Start of Dataset entries

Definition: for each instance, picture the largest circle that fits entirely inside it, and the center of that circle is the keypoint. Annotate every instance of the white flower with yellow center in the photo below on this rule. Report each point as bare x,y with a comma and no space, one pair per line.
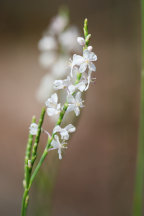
33,129
53,108
57,145
75,103
64,132
88,58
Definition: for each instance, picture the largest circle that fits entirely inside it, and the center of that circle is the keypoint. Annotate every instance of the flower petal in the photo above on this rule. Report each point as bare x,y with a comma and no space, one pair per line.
83,67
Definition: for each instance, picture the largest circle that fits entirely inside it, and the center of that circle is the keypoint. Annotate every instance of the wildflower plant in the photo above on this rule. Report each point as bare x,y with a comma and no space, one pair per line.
77,81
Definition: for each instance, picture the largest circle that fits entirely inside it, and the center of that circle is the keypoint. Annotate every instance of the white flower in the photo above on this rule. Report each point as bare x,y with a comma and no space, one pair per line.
81,41
77,60
61,84
90,48
47,43
47,59
57,145
75,103
81,86
88,58
87,78
53,108
64,132
33,129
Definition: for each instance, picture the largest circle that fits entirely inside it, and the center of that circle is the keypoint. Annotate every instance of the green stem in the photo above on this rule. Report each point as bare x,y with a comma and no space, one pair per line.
34,150
28,169
139,181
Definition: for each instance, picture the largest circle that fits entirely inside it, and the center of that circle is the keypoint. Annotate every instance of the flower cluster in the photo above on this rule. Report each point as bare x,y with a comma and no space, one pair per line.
56,46
77,81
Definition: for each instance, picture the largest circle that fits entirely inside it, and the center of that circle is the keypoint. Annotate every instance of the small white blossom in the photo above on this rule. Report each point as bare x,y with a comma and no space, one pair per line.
75,103
77,60
81,86
90,48
64,132
33,129
88,58
57,145
61,84
53,108
81,41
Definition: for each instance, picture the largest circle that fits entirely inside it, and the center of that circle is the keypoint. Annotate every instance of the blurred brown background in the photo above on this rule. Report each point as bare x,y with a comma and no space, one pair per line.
96,175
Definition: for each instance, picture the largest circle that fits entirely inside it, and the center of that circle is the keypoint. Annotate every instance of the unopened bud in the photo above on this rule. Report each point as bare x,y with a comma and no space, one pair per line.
81,41
90,48
29,163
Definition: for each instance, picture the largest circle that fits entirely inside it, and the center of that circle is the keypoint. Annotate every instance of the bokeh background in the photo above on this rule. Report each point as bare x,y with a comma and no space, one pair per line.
96,175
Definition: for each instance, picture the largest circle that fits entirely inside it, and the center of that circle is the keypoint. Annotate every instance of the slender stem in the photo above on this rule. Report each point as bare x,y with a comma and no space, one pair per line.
28,167
34,150
139,181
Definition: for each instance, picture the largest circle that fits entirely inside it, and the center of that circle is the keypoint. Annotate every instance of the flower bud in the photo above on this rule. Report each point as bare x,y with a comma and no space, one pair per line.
90,48
29,163
81,41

End of Dataset entries

Work request> If pictures appear in the data, omit them and copy all other parts exactly.

Response to the exercise>
Definition: for each instance, picture the largest circle that fits entirely inside it, and the center of that circle is the keypoint. Annotate every instance of the white flower with yellow center in the photo below on this rule. Report each point as bare x,y with a comma and no space, one pair per line.
33,129
53,108
57,145
75,103
64,132
88,58
Definition: for each instance, picture the largest circle that fits entirely inside it, and the center of that circle is the keypoint. Annotate every instance of the flower petal in the photo above on this rule. Report each point as bare x,y with a comma and no space, one pair per line.
83,67
Definition: for each instance, picture the largest circle that fits entirely inside it, and the center of that circle is the keypoint. Annotate every instance of the wildflower plant in the photo above on this rule. Report each point as bare x,y with a comma and no space, one pair per line.
77,81
Definition: for each instance, picture the largest circle that fits entirely inside it, and the center of that circle is the keypoint. Annotate every instance of the white flower in the photo above on this rule. Report each point as bare x,y with a comma and no space, one pair per line.
81,41
77,60
61,84
90,48
47,43
47,59
57,145
75,103
81,86
88,58
87,78
53,108
64,132
33,129
Definition: for each instance, picture the largest circle that fits entirely inside it, and the center of that circle is the keypoint. Annotate every instance of the green stem in the photo above on this rule. Report each point as bare x,y with a comma and no space, one pair per line.
34,150
28,169
139,181
Definition: for each instance, picture the largest circle that fits entirely inside it, and the center of that circle is the keypoint. Annotate every instance of the flower cluster in the photo above on this rule. Report each point as bare x,y with a comma and no space, one pair per line.
56,46
77,81
Definition: for each instance, picture the largest circle that fits entirely inside it, and the center of that circle is the keypoint. Annotate every instance of the small white blossom in the photo above on this rule. Report each point as bare x,y with a comma and no space, one pair per line.
75,103
77,60
81,86
90,48
64,132
33,129
88,58
57,145
61,84
53,108
81,41
Definition: for each instance, picture the largest circle that fits entirely inside it, and the center of that circle is the keypoint. Annotate every instance of the blurred brown background in the photo above on this rule. Report each point as bare x,y with a comma and no space, one pair per line.
96,175
Definition: for each instance, picture the largest circle that fits entirely inside it, and the center of that circle is the keypoint. Annotate every instance of the unopened bud in the photo above on this rule. Report each point as bare x,y with a comma and no space, one pair per line.
81,41
90,48
29,163
Definition: for each instance, picture the largest circle that fits entirely inside it, and the center of that circle is the keypoint. Annotate every instance of the bokeh background in the photo above on this rule. Report each point as bare x,y with a comma and no space, one pair per line.
96,175
Definition: for each instance, picture the largest circle that fits entirely inside it, and the center of that circle is the keypoint. Annotate every instance of the slender stem in the photo above on this rule. Report each point as bare x,y with a comma and no space, one pair per line.
28,167
34,150
139,181
Definition: for each instance, picture the largest circle that fits entirely inside it, and the center of that circle is the keypoint. Annotate every instance of the flower bud in the photo above on this rule. Report each point as bare x,y with a comma and no space, one pair per line.
90,48
29,163
81,41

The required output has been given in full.